**PROBLEM TO SOLVE:**
Make an exact copy of all the entries shown below.

**RECORDS FOR THE TASK:**
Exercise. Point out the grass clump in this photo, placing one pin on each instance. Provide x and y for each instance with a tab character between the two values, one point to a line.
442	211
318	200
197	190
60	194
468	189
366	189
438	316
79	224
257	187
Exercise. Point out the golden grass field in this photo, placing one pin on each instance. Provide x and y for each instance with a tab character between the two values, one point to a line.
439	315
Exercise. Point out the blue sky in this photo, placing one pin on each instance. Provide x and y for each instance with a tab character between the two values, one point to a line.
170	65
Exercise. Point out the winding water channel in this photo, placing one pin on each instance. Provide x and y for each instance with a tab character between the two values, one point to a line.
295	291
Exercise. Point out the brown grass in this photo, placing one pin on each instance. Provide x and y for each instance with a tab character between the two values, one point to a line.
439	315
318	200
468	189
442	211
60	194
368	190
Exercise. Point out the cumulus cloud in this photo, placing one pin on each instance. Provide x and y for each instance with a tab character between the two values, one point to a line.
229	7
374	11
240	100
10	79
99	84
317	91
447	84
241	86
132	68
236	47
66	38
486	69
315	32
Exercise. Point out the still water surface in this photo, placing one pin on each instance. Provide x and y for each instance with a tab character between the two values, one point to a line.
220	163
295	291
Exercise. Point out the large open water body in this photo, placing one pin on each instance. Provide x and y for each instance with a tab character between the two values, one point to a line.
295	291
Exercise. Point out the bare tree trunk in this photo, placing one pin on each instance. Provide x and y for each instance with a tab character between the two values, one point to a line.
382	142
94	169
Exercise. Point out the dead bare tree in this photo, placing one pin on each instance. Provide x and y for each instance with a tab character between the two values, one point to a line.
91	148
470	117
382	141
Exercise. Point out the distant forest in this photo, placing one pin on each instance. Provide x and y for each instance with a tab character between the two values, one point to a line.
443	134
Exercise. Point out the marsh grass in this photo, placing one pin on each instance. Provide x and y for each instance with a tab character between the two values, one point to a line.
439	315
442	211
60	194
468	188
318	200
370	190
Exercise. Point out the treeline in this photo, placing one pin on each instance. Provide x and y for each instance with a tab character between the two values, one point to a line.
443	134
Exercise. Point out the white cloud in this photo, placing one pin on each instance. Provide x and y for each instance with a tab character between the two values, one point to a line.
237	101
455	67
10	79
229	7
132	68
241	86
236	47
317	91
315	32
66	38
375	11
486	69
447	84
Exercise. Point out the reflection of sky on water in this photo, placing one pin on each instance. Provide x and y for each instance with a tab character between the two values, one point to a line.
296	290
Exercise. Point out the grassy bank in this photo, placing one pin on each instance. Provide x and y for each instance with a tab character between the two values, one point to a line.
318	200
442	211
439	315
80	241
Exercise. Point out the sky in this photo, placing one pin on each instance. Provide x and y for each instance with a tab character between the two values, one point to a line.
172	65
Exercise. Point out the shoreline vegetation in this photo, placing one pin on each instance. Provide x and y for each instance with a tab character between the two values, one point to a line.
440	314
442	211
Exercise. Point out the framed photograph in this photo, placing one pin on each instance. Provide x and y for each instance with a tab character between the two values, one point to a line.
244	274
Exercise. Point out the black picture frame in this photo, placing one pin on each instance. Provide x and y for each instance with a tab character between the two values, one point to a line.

**TASK ANSWER:**
Exercise. Point out the grass clump in this photo, placing one pin on each instance. Provide x and y for each instance with a tab character between the two values, one point to a line.
442	211
318	200
197	190
60	194
468	189
366	189
438	316
79	224
257	187
Exercise. Point out the golden grass field in this photo, placing one pin on each instance. Provide x and y for each instance with a tab character between the two values, one point to a line.
439	315
Exercise. Point out the blue sky in this photo, placing one pin on each instance. Provide x and y for each instance with a tab character between the two values, one point to a line.
170	65
Exercise. Point out the winding water channel in this photo, placing one pin on each instance. Provide x and y for each instance with a tab character between the two values, one point to a line.
295	291
Exercise. Point out the brown grass in this photo, placing one pin on each instance. Provide x and y for each instance with a tab character between the two values, one point to a line.
439	315
318	200
468	189
442	211
60	194
368	190
Exercise. Point out the cumulus cloud in this photo, placing one pin on each instance. Provide x and y for each instance with a tab character between the two values, one point to a line.
229	7
374	11
240	100
10	79
99	84
317	91
447	84
241	86
132	68
236	47
66	38
486	69
315	32
Exercise. Point out the still water surface in this photo, placing one pin on each instance. Provide x and y for each instance with a tab character between the two values, one point to a line.
220	163
295	291
Exercise. Point out the large open water body in this photo, placing one pin on each instance. Provide x and y for each instance with a tab character between the two values, one point to a line.
295	291
Exercise. Point out the bare tree trunk in this photo, placing one pin on each instance. Provide x and y for each instance with a tab character between the two values, one point to a line.
382	142
94	169
Exercise. Point out the dead bare tree in this photo, placing one pin on each instance. Provide x and y for each instance with a tab character between the two values, one point to a line.
91	148
470	117
382	141
Exercise. Point out the distant forest in this photo, placing one pin on each instance. Provide x and y for each instance with a tab character between the two values, one point to a line.
443	134
Exercise. Point out the marsh grass in this photo, placing one pin on each instance. Provide x and y for each instance with a tab character between the two values, one point to a line.
439	315
442	211
60	194
468	188
318	200
370	190
Exercise. Point out the treeline in this photo, placing one pin on each instance. Provide x and y for each instance with a tab character between the two values, one point to a line.
443	134
Exercise. Point out the white cloud in this photo, placing one pin on each instance. Provide x and y for each instance with a tab character between the two values, one point to a line.
237	101
455	67
10	79
229	7
132	68
241	86
236	47
317	91
315	32
66	38
375	11
486	69
447	84
Exercise. Point out the reflection of sky on water in this photo, placing one pin on each instance. Provide x and y for each instance with a tab character between the two values, one point to a line.
296	290
Exercise. Point out the grassy bank in this photo, placing one pin on each instance. Provide x and y for each instance with a tab character between the two values, one point to a line.
318	200
442	211
439	315
80	241
Exercise. Point out the sky in this photo, placing one pin on each instance. Provide x and y for each instance with a tab character between the two values, one point to a line.
172	65
Exercise. Point out the shoreline vegetation in this photo, placing one pin on each instance. Provide x and y for each instance with a tab character between the two values, one point to a line.
440	314
442	211
Exercise. Point out the framed photograph in this photo, placing one pin on each instance. Provide x and y for each instance with a tab character between the two values, one point to a line.
244	274
Exercise. Point out the black picture frame in this photo, placing one pin on each instance. Provide x and y for each instance with a tab character between the two values, one point to a line.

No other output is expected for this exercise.